== PAGE EXCERPT ==
※

Four ends with one of the best season finales in all of Trek. No one is ever going to top “Best of Both Worlds,” and wisely, they don’t try. Instead, the Klingon civil war and Worf’s journey to redemption are brought to a climax in the two-part “Redemption.” Like Troi, Worf has gone from a one-note wonder to a finely nuanced character who eventually will appear more than any other character in Trek across three series.

Worf leaving for Klingon fleet in Redemption

Season 5 expands on this. Worf is a hero to the Federation and the Klingon Empire. He saves the alliance, but can he navigate being a single father? Not really, and while Alexander as a character faces some of the same challenges as Wesley Crusher, being the annoying kid. Unlike Wesley, who aged in real-time and leaves the series as a believably fledgling adult, Alexander ages via the “kid trick” from soap operas. Dorn and Frakes both did soaps earlier in their careers, so I can only imagine their eyerolls when a preteen Brian Bosnall arrived on set only a year after Worf and Kheylar had sex. Carried to its logical conclusion, Alexander could easily have been a middle-aged man by the end of season 7, reimagined as Worf’s uncle in Deep Space Nine, and again as his grandfather in Picard. Fortunately, the writers room showed restraint and let Bosnall age naturally.

If Season 4 fleshed out the cast and gave Wil Wheaton a graceful exit from the show, Season 5 took TNG back into classic Trek territory. “Darmok” predicts (and spawns) a society which communicates in memes. “Disaster” takes out the Enterprise as the ship’s safe haven. “The Game” (featuring this new actress named Ashely Judd) and “Violations” mess with the crew’s heads. And we meet one of the most compelling recurring characters, Ensign Ro Laren. Openly hostile at first, she doesn’t slavishly follow Picard and Riker, which allows some interpersonal friction and maybe some heat between Ro and Riker. Played by Michelle Forbes, she might have become a regular, but the actress’s career, like Ashely Judd’s, blew up rather quickly. This kept her off Deep Space Nine, and eventually, she disappears until we see her heroic fate in Picard Season 3.

※

== DATASET RECORDS ==
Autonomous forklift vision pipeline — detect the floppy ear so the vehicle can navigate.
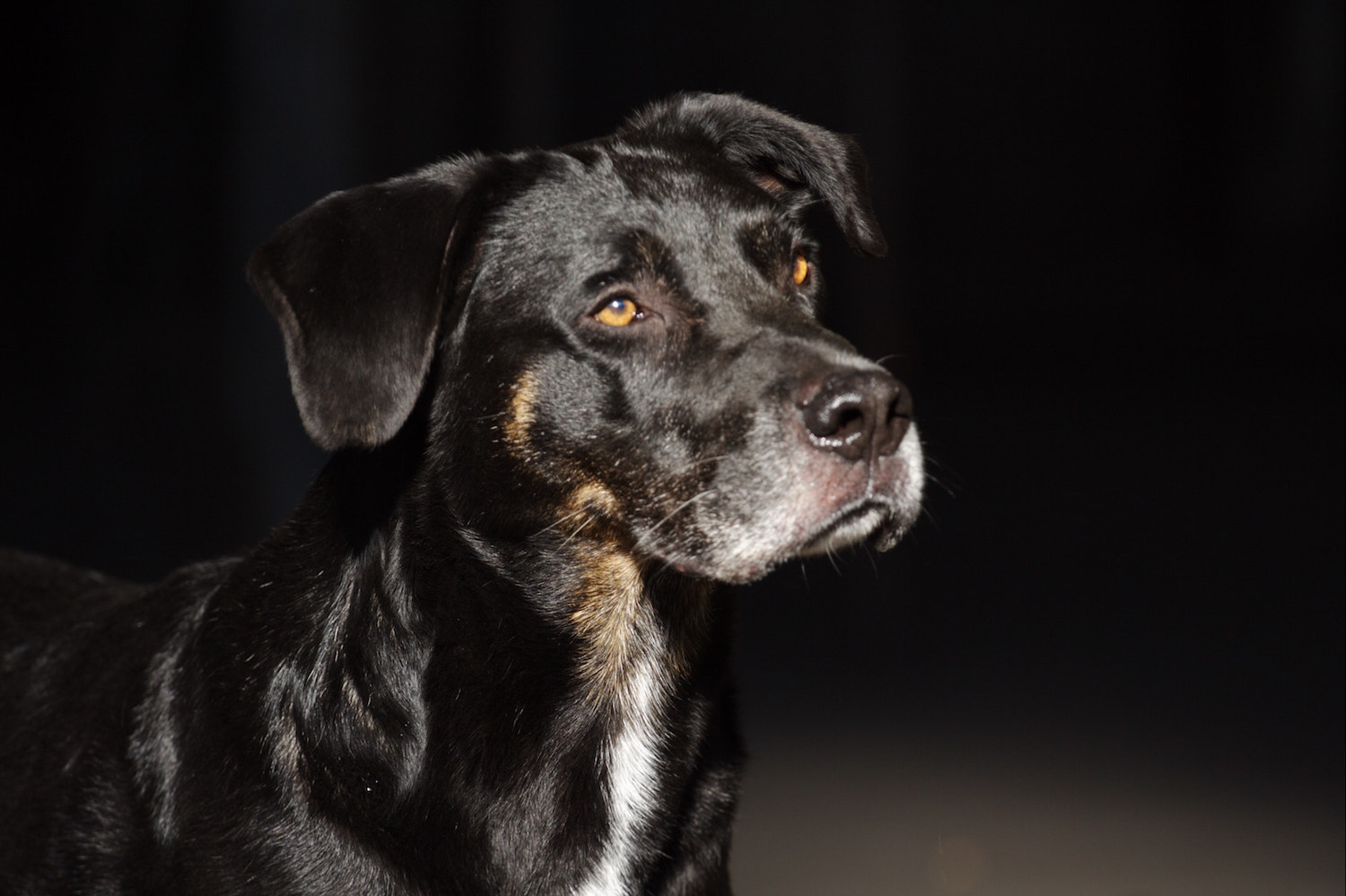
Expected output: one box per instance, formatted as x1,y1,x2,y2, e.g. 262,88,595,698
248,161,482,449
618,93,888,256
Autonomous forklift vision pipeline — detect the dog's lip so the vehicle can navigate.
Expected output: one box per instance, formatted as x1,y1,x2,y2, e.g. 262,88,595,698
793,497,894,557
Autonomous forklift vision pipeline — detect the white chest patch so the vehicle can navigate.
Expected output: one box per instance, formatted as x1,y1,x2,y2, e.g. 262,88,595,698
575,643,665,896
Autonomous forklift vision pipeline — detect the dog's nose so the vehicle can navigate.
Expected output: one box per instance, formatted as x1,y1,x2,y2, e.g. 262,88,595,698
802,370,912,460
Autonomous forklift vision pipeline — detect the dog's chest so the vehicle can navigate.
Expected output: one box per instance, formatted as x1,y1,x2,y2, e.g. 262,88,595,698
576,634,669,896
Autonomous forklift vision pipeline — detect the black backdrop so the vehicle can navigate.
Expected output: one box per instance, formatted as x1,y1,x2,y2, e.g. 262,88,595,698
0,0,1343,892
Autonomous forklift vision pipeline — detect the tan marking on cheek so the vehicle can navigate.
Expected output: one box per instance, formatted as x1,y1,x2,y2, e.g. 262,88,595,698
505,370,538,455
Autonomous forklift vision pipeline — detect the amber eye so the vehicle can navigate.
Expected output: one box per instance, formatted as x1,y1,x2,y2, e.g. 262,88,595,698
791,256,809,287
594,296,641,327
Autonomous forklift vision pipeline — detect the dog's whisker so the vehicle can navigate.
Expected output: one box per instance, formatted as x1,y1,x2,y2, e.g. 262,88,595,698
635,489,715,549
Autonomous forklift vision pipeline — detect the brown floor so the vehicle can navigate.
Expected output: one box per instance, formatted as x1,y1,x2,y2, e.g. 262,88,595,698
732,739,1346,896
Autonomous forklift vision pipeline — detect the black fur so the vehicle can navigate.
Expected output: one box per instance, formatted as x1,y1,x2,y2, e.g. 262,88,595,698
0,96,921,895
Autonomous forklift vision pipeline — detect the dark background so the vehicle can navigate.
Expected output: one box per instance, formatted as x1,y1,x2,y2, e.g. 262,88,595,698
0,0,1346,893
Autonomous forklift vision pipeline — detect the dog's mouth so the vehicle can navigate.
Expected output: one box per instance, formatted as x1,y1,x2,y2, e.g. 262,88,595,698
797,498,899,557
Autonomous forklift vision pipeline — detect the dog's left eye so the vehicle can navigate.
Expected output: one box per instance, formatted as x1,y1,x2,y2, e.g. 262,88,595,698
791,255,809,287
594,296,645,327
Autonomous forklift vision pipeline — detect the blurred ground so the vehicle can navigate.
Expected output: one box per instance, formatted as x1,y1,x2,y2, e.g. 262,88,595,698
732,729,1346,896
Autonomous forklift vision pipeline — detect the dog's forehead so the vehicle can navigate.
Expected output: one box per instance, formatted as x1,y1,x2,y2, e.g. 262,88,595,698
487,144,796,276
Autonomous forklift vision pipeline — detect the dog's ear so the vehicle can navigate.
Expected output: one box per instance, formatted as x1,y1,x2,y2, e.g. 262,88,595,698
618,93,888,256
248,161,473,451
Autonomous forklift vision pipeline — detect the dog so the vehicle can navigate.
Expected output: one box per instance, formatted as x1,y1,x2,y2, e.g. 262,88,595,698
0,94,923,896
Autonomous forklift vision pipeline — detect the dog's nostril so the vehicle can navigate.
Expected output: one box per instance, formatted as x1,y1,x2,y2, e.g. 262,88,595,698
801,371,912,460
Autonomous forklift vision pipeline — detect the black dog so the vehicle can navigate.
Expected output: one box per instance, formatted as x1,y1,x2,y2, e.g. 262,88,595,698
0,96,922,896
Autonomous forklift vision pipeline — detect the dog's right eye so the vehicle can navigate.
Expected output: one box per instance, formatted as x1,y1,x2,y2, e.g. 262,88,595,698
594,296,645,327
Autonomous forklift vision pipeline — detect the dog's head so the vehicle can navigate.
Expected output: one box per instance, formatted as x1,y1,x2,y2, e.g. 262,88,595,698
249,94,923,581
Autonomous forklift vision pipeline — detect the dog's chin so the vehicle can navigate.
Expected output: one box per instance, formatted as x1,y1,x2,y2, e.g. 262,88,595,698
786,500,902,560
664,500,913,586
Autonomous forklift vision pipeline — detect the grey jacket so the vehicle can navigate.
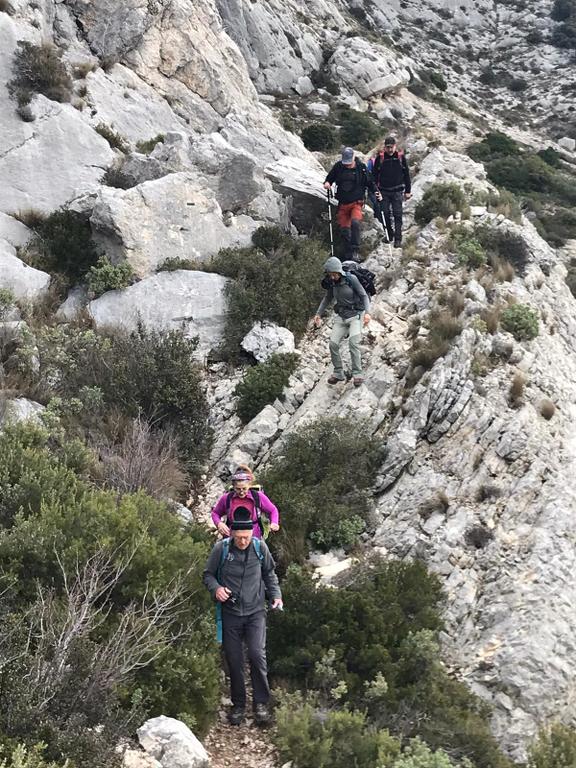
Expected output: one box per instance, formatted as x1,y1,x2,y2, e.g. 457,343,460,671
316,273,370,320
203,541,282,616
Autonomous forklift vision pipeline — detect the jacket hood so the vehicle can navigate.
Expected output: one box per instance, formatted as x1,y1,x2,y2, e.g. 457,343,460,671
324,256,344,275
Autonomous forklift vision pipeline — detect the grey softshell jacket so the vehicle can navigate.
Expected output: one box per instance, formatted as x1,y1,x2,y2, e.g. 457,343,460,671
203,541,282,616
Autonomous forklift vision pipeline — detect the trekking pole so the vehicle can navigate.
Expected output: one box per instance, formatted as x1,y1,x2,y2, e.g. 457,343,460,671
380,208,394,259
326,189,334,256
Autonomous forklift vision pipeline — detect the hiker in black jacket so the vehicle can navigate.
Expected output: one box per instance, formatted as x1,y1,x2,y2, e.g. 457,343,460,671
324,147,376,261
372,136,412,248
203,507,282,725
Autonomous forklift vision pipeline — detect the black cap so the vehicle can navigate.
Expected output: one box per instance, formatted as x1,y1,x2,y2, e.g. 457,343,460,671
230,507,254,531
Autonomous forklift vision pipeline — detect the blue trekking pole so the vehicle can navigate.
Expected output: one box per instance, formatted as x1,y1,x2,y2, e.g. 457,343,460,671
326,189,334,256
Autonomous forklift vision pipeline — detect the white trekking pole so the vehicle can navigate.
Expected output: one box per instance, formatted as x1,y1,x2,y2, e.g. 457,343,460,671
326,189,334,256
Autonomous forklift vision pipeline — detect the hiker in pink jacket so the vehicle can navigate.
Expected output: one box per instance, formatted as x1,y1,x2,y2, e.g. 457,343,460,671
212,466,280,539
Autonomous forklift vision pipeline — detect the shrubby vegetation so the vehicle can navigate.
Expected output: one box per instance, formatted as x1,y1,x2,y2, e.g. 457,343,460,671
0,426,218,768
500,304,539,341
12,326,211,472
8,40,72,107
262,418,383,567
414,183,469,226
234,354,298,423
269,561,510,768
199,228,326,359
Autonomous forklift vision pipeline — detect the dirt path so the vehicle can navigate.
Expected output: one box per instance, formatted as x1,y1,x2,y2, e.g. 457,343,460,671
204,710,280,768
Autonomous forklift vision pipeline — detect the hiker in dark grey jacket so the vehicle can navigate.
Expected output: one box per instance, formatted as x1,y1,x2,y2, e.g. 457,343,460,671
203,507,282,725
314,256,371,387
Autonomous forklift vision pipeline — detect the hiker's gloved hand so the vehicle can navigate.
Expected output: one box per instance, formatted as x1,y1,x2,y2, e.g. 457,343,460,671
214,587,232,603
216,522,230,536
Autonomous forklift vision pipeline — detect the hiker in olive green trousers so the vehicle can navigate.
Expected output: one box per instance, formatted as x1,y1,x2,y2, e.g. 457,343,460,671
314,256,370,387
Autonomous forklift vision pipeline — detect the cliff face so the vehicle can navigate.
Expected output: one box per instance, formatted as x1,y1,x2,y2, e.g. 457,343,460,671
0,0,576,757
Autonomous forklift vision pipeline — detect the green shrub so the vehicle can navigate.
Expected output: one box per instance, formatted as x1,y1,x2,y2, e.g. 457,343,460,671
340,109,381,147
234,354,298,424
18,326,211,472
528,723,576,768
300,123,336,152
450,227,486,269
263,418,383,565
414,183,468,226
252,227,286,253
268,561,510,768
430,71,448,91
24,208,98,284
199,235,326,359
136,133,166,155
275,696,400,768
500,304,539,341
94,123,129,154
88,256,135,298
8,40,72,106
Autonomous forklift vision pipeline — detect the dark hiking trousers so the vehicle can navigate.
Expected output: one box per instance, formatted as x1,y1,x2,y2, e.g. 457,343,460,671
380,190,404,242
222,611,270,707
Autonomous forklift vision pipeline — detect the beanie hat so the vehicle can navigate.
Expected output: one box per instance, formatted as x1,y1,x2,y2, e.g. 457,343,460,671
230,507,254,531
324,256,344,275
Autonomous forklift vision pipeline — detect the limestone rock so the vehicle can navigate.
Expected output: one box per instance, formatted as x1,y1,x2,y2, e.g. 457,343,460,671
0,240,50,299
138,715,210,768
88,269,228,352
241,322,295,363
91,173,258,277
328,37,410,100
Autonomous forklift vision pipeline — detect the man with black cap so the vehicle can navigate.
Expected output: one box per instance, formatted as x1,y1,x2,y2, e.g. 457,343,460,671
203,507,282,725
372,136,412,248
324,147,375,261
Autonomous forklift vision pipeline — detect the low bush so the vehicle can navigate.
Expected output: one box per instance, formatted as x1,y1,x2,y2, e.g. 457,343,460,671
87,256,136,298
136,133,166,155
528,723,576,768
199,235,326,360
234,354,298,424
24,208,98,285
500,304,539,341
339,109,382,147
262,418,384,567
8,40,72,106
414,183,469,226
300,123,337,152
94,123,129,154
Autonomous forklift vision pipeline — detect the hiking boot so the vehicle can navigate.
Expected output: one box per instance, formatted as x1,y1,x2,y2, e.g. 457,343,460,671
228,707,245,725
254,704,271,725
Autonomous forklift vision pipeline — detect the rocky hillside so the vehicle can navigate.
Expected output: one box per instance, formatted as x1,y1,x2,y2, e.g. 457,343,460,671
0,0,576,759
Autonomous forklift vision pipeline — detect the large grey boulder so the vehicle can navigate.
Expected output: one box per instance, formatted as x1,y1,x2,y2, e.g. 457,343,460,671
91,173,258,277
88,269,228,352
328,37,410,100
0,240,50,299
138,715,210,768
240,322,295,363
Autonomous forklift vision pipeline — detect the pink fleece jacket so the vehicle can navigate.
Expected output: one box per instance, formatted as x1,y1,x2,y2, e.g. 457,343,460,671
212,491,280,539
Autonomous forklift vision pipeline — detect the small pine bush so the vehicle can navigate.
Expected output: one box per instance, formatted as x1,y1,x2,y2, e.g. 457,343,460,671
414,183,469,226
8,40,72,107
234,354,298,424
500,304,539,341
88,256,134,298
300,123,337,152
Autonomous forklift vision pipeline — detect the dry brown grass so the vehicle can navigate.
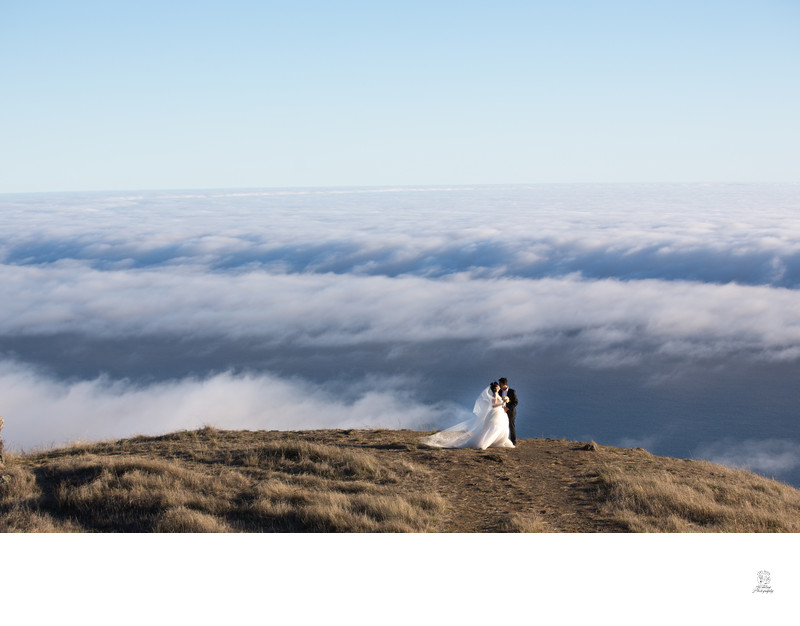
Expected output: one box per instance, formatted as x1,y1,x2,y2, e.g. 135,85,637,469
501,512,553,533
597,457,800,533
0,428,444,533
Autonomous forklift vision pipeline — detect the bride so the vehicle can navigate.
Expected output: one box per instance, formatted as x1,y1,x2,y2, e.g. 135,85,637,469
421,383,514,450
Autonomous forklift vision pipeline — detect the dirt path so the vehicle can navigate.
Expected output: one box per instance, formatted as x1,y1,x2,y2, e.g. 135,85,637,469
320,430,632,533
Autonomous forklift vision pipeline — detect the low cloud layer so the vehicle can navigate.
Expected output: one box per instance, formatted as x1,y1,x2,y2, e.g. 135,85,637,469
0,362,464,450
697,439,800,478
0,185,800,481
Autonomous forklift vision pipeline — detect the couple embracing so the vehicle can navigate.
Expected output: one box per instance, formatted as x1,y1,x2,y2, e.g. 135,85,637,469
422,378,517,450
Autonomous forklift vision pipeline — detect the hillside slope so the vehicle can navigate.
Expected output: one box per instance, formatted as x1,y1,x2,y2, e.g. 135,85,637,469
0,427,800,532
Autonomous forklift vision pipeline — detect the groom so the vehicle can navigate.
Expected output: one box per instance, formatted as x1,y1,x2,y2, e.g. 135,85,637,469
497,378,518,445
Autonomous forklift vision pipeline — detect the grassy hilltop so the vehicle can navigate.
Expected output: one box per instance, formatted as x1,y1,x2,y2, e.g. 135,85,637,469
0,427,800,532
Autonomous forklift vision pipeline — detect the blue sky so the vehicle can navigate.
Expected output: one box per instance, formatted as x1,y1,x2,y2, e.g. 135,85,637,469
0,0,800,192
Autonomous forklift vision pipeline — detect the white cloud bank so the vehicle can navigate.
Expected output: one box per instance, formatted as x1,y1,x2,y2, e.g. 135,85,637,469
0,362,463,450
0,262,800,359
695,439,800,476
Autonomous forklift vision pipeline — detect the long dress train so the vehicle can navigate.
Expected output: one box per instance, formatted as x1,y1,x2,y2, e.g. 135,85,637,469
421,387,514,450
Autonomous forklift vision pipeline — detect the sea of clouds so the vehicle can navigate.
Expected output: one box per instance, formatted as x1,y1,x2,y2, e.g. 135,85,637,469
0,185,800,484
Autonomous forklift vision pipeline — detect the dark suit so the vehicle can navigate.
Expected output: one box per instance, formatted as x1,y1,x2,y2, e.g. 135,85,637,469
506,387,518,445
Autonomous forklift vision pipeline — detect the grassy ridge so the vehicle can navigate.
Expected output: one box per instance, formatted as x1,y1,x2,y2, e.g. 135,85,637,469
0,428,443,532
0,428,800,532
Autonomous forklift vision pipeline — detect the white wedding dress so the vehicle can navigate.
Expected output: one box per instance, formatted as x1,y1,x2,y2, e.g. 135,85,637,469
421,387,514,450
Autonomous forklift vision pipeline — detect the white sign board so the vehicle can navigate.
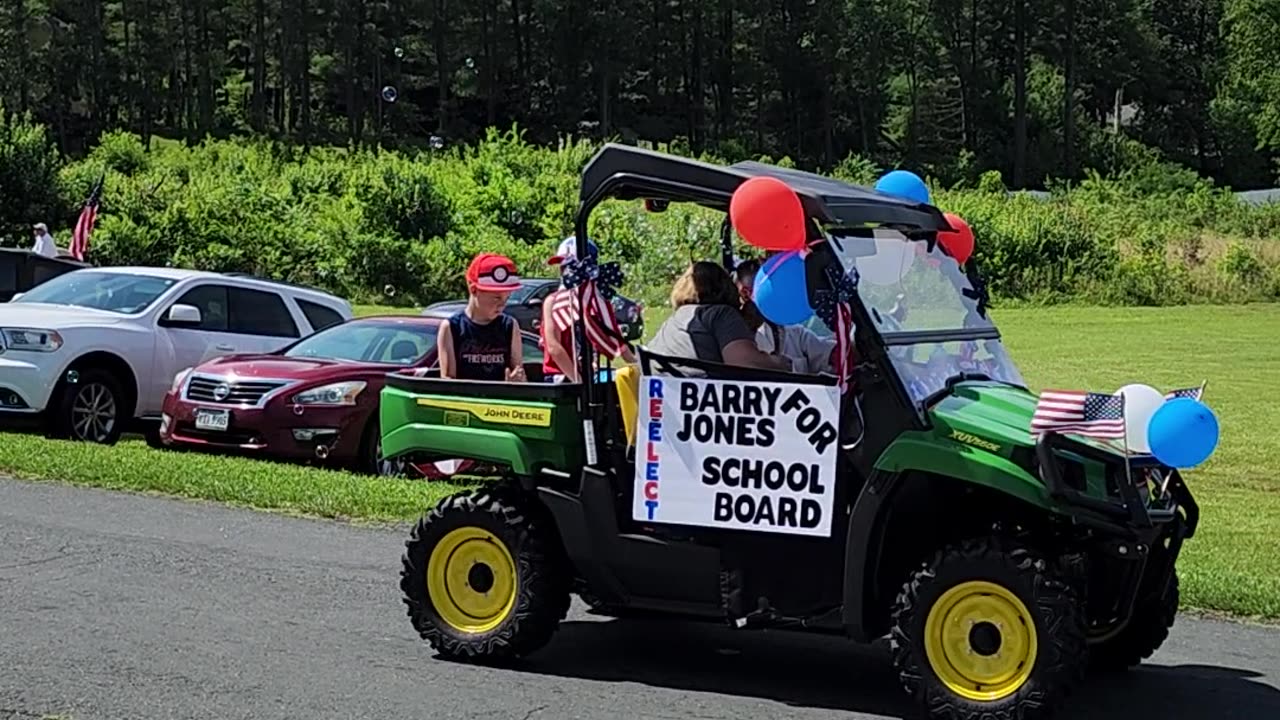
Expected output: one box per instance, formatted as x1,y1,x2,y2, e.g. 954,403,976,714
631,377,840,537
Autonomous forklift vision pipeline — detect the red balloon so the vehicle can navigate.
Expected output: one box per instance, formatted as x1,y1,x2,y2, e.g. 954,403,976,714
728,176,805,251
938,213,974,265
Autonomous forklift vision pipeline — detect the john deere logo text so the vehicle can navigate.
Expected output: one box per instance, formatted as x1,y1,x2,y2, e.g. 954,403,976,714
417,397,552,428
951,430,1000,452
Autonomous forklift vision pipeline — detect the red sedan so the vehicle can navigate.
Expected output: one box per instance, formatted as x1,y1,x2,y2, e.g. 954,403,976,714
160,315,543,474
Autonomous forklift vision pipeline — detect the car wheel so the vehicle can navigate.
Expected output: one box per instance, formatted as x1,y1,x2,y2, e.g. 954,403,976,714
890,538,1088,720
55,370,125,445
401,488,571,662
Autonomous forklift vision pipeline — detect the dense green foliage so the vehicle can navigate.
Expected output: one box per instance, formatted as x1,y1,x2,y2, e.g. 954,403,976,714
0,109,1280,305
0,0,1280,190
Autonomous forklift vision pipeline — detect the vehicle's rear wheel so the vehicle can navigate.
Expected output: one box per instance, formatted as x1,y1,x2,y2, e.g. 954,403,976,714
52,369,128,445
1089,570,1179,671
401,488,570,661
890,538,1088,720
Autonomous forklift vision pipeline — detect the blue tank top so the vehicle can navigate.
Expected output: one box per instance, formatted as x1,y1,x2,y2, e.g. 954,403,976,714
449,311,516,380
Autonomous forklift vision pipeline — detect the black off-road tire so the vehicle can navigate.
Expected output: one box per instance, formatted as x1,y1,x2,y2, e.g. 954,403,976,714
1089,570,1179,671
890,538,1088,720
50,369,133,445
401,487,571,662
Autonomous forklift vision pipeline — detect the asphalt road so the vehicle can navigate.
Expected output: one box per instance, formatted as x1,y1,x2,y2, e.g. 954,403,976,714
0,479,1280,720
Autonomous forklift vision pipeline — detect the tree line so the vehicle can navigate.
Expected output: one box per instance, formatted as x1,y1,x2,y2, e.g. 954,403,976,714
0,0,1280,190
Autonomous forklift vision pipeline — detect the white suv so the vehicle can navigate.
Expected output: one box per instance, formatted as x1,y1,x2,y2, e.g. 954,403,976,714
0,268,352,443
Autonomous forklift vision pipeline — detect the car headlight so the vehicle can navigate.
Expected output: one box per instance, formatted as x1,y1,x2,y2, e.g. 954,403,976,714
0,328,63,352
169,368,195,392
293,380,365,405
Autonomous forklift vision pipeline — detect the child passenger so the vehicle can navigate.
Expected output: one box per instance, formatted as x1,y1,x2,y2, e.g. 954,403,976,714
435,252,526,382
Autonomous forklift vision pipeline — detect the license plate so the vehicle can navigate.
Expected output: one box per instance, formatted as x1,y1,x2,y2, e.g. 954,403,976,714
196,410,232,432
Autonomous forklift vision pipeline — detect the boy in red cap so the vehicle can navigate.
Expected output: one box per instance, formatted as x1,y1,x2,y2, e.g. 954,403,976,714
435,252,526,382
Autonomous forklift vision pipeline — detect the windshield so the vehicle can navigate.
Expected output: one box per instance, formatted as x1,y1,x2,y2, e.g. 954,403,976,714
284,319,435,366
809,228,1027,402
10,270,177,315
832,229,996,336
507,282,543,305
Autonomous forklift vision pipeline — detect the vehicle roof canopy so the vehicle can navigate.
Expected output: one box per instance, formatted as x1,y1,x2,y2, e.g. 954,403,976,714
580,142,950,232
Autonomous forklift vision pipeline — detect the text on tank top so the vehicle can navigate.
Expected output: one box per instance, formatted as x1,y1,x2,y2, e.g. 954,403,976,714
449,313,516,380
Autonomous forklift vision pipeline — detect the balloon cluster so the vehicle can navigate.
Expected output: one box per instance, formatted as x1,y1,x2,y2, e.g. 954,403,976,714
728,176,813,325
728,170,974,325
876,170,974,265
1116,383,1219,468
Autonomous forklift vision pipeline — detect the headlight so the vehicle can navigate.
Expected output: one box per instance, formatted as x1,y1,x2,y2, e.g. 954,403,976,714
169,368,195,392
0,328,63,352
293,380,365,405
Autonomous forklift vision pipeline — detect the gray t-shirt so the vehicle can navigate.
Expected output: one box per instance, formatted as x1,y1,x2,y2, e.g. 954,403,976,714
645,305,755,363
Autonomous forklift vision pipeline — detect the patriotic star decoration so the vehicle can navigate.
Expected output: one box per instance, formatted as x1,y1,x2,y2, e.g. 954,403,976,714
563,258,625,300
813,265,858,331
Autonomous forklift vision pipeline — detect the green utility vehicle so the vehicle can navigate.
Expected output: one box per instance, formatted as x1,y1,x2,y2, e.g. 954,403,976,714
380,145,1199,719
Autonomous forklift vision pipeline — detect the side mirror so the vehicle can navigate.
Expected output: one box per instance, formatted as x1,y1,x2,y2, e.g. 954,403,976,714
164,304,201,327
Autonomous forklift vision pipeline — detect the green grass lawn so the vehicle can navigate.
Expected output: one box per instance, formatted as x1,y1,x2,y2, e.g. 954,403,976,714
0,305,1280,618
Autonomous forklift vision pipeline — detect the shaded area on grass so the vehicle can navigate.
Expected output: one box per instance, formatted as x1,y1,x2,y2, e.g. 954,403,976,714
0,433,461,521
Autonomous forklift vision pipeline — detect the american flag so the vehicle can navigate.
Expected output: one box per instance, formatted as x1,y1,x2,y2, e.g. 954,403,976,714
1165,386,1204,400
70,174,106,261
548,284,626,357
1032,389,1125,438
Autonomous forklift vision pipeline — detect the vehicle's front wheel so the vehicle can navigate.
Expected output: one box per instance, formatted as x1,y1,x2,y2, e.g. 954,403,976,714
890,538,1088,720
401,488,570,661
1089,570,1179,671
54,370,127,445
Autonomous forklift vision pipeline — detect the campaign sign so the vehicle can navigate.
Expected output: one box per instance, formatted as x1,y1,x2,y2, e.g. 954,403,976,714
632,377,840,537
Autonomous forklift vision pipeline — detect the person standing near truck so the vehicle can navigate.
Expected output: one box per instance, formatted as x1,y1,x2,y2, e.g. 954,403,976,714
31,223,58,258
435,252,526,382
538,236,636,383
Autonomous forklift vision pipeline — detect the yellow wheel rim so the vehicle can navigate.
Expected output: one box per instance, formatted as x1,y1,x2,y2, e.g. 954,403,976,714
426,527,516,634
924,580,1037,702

※

== WORK INSTRUCTION 1 ==
Sum up the excerpt on seasons 4 and 5 of TNG in two sentences.
== WORK INSTRUCTION 2 ==
Go on with the piece on seasons 4 and 5 of TNG, picking up right after its final sentence.

== ANSWER AREA 1 ==
Season 4 ends with the two-part "Redemption," which brings the Klingon civil war and Worf's path to redemption to a climax, and Season 5 builds on Worf's story, though he struggles as a single father to a son who grows up fast through a soap-opera "kid trick." Season 5 also takes the show back into classic Trek territory with episodes like "Darmok," "Disaster," "The Game," and "Violations," and brings in Ensign Ro Laren, a compelling recurring character played by Michelle Forbes.

== ANSWER AREA 2 ==
Wesley Crusher’s penultimate episode, one still paying creative dividends today, is “The First Duty.” This sees Wesley blunder big time and have to deal with the consequences. At the same time, it introduces Robert Duncan McNeill as Not Tom Paris, aka Nick Locarno. Why wasn’t Nick Locarno his character on Voyager? Well, all through the development, the character of Paris was described as a “Nick Locarno-like character” right up to casting. With Tom’s backstory scripted, someone said, “Hey, you know who’d be great in this part? The guy who played Nick Locarno.” They were having enough problems casting Janeway, so retrofitting Locarno might have sent writers scrambling for the exits with the additional workload.

Season 5 ends with what I consider the weakest of the finales/next season premiers for TNG, “Time’s Arrow.” Data’s 500-year-old head is found in a cave. Soon after, Data is zapped back to 1890’s San Francisco, where he meets Jack London and passes his odd appearance off as “French.” As soon as Data speaks French, Marc Alaimo’s skeptical card sharp buys it. On paper, it’s a good story. Why is Data’s head under the Presidio? And who are these creatures out of phase with reality ingesting human energy? But, when we get to Seasons 6 & 7, we’ll see it’s ultimately low-stakes and a bit lightweight, despite the (Spoiler alert!) presence of Mark Twain.

So TNG has gone from a shaky start under Roddenberry’s tutelage to a worthy continuation of Star Trek to an outstanding scifi series in its own right. But TNG’s monopoly on televised Trek will end with Season 5. Midway through Season 6, Rick Berman and company will attempt the first Star Trek created without Gene Roddenberry: Deep Space Nine.